# PASSAGE PROVIDED:
◇ ◇ ◇ ◇

Penrose Tiling on the Hydra

LoopyByteloose

http://en.wikipedia.org/wiki/Penrose_tiling

The above is a link to Penrose tiling. I am wondering if gamers have given any thought to using it. I do realize that it is quite problematic as rectangular tiling is optimal for code and storage.

Nonetheless, I am quite interested in exploring the 5 fold symmetry of Penrose tiles and even the more recent discovery of quasi-crystals - which are 3-D Penrose tiles.

I'd love to find some code to learn from.

trodoss

Loopy,
Penrose tiling could be implemented using 3D rendering techniques in 2D.

Phil Pilgrim had a 3D Graphics demo, which you might be able to use the transformation matrix math (translation, scaling, rotation) from to 'place' your shapes.

http://forums.parallaxinc.com/forums/default.aspx?f=25&m=358882

Baggers also had a demo of polygon rendering for his PropGFX code, however I do not know if the source was released.

Hopefully that helps,
--trodoss

Leon

Kleenex used the original Penrose tiling for their lavatory paper a few years ago; Penrose sued Kimberly Clark and there was an out-of-court settlement. I remember buying it at the time, and thinking that the pattern looked familiar. They didn't use it for long, which must have been part of the settlement; Penrose presumably didn't like the idea of people wiping their posteriors on his discovery.

◇ ◇ ◇ ◇

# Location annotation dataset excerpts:
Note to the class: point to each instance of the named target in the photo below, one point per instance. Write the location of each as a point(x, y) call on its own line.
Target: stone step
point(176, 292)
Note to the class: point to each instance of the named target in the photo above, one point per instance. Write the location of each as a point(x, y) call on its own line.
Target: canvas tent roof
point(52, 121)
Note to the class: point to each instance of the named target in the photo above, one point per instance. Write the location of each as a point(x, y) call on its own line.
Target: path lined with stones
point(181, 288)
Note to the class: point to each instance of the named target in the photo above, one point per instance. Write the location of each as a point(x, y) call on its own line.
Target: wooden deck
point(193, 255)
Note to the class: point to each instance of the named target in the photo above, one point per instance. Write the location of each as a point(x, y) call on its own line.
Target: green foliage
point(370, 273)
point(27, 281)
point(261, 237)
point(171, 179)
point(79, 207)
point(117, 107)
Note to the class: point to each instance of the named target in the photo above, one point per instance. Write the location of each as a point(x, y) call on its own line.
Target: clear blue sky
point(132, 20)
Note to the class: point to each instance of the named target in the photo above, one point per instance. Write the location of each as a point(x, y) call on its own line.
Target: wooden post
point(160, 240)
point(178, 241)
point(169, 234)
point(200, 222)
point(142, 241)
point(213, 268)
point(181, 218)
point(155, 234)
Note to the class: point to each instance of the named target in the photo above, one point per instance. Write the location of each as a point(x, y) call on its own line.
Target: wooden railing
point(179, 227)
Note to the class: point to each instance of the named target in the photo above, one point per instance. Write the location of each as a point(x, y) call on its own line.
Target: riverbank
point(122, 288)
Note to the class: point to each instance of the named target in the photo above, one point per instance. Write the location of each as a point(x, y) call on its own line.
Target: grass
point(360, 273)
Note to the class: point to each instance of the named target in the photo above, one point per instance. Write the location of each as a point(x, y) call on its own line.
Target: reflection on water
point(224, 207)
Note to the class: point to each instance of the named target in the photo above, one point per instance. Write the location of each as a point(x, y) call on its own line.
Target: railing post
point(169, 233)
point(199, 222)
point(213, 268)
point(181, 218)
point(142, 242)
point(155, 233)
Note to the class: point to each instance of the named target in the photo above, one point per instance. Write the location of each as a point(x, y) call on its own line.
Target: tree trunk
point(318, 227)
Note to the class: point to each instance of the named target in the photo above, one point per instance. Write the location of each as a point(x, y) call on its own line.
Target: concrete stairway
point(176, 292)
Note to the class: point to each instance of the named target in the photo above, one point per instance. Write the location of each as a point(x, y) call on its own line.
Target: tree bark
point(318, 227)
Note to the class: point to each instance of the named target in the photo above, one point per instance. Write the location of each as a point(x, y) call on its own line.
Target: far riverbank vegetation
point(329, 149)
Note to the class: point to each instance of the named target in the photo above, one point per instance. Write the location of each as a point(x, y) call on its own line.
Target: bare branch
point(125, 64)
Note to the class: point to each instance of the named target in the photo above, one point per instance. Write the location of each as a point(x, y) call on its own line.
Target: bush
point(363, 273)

◇ ◇ ◇ ◇

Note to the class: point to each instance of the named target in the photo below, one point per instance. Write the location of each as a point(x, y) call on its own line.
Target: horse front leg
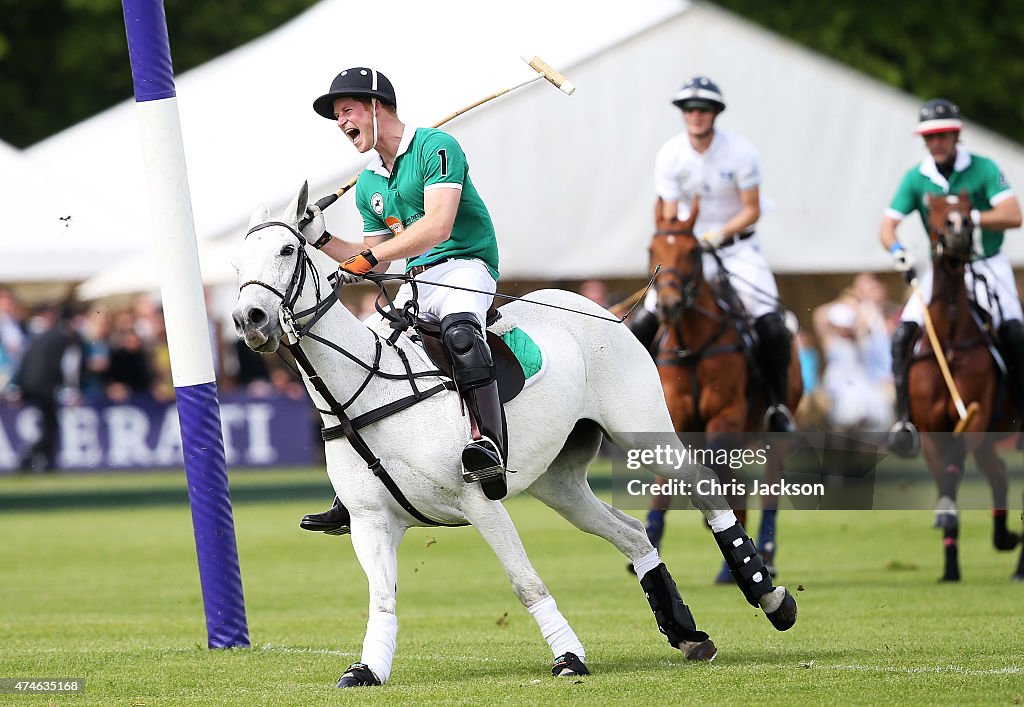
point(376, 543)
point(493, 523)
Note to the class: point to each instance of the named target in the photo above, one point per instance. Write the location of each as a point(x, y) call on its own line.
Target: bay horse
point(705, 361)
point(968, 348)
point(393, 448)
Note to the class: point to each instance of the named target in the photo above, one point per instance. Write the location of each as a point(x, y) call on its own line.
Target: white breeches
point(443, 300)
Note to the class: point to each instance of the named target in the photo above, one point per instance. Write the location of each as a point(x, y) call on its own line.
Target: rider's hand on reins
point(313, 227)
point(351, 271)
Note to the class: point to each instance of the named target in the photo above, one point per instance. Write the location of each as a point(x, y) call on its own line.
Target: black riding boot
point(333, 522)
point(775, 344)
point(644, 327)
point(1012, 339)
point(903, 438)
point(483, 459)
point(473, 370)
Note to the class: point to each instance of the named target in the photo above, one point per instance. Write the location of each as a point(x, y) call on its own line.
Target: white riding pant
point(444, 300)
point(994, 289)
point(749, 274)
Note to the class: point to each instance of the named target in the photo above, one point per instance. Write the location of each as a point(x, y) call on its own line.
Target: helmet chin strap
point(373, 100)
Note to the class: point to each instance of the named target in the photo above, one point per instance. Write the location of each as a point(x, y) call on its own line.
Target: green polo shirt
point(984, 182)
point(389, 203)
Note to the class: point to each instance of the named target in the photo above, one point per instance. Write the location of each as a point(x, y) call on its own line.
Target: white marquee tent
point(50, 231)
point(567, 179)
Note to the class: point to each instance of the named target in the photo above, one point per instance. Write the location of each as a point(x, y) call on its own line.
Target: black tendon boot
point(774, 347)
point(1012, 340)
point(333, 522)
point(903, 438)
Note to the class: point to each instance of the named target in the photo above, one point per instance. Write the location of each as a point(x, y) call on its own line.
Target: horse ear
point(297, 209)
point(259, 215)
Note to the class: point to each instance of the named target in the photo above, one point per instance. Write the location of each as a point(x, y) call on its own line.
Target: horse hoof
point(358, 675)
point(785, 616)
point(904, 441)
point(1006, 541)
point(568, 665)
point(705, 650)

◇ ◇ ◇ ◇

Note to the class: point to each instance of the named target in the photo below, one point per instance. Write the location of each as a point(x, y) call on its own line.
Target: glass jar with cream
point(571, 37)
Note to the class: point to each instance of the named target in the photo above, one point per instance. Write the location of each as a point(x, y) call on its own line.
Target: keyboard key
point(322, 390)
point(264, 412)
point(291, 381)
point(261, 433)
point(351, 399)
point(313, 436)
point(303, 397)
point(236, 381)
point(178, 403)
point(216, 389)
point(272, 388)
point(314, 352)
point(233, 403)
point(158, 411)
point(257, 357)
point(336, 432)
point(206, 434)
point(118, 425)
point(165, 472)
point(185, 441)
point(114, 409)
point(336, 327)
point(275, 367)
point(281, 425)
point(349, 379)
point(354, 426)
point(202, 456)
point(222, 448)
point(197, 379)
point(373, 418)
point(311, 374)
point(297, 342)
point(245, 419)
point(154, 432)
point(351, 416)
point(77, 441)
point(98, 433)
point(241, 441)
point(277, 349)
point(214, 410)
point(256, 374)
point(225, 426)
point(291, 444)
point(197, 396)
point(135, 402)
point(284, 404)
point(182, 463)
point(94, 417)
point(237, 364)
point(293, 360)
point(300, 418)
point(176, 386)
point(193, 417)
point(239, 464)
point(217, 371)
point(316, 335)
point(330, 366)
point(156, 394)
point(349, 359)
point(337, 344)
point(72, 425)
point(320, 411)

◇ ◇ ◇ ◇

# STATED GOAL:
Answer these questions about the Penrose tiling thread:
1. According to the opening post, what are quasi-crystals?
2. Who made the 3D Graphics demo that trodoss recommends?
3. Which company did Penrose sue?

# FINAL RESULT:
1. 3-D Penrose tiles.
2. Phil Pilgrim.
3. Kimberly Clark.